== Extract provided
Q: My baby cries a lot and I want to help her calm herself. How do I do this?
A: In discussions about helping babies learn to fall asleep on their own, you may hear “self-soothing” mentioned a lot. The term can sometimes be interpreted as a parent making a baby “cry it out” or ignoring their cries. This is absolutely not true.
Allowing babies to learn calming strategies gives them an important life skill. Leading by example and teaching good coping skills from the beginning helps babies become happy, well-adjusted children.
Teaching how to self-soothe involves a learning curve for you as well as your baby. If your baby is extremely irritable, for example, they may be hungry (and then you need to feed them) or very tired (and then you need to try to help them sleep). If you think your baby is in pain, you need to address that.
If all of these are ruled out and your baby is fed, changed and well-rested but fussy, then you can try a progression of calming techniques listed below.
Too often, when your baby is crying (which may seem like all the time!), you may have the instinct to immediately pick them up. Instead, next time try slow down and take steps to really learn about your baby and what they need. Try each technique slowly and be sure to pause to see how your baby responds.
The order of the progression is important because you are doing less at the beginning by just using your voice and more at the end when you are holding and possibly feeding your baby. The goal is for your baby to calm with less intervention from you, and for you to move away from holding your baby all day, which happens frequently with fussy babies.
Here is the CALM Baby Method progression:
- Look at your baby.
- Look at your baby and talk to them.
- Put a hand on their belly or chest.
- Hold their arms toward the body or curl their legs up toward their belly.
- Roll them onto their side (only when awake).
- Pick up your baby and hold them at your shoulder, but don’t move yet.
- Hold and rock your baby.
- Swaddle your baby and rock them.
- Place a pacifier in their mouth or assist them to get their hand or thumb to their mouth.
- Feed them, if you think this will help.
====
== Data provided
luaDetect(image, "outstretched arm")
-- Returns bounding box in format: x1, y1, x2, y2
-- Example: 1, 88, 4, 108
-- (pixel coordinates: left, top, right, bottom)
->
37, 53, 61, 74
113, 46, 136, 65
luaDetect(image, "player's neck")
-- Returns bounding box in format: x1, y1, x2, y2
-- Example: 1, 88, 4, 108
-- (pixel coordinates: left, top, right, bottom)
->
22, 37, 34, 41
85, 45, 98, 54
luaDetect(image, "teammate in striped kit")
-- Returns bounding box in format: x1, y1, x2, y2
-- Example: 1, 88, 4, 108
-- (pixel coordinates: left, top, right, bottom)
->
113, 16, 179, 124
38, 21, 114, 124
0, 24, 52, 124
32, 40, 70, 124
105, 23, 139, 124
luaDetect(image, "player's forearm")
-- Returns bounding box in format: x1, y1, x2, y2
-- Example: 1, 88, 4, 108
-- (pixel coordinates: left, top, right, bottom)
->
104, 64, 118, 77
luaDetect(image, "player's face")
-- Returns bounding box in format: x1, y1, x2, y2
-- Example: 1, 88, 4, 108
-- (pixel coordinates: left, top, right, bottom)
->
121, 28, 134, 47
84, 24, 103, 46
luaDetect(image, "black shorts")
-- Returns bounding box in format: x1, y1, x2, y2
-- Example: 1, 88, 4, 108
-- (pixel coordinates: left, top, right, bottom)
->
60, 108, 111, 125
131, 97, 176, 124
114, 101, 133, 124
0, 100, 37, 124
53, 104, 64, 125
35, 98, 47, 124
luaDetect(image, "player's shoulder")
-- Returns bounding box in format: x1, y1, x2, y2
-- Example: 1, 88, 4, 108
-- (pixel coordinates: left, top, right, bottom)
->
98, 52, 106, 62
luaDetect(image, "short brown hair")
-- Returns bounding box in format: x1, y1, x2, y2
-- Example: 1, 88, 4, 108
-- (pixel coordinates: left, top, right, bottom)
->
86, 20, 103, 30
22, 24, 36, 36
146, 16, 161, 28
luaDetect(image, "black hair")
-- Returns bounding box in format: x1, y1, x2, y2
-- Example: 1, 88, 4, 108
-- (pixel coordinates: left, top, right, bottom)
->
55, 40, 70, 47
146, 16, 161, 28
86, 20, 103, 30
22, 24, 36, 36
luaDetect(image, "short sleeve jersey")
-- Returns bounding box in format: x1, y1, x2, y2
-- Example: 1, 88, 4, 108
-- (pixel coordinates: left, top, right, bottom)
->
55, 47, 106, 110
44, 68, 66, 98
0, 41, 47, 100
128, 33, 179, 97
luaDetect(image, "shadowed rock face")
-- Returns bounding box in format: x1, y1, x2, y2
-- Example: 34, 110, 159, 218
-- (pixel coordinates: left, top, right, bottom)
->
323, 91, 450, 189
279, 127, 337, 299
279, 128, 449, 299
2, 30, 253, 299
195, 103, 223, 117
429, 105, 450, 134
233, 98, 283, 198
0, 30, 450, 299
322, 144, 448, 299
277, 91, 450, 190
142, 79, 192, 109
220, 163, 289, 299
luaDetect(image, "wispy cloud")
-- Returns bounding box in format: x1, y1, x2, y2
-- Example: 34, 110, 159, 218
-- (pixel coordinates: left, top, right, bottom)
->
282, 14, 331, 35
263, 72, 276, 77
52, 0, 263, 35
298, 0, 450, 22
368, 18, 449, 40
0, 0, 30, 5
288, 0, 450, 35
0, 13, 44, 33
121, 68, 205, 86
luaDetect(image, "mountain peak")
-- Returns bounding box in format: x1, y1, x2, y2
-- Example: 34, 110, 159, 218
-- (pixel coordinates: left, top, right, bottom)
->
====
- Assigned task:
Duplicate the part of the baby-calming article above, starting with "The order of" and going on through "belly or chest.".

- Task answer:
The order of the progression is important because you are doing less at the beginning by just using your voice and more at the end when you are holding and possibly feeding your baby. The goal is for your baby to calm with less intervention from you, and for you to move away from holding your baby all day, which happens frequently with fussy babies.
Here is the CALM Baby Method progression:
- Look at your baby.
- Look at your baby and talk to them.
- Put a hand on their belly or chest.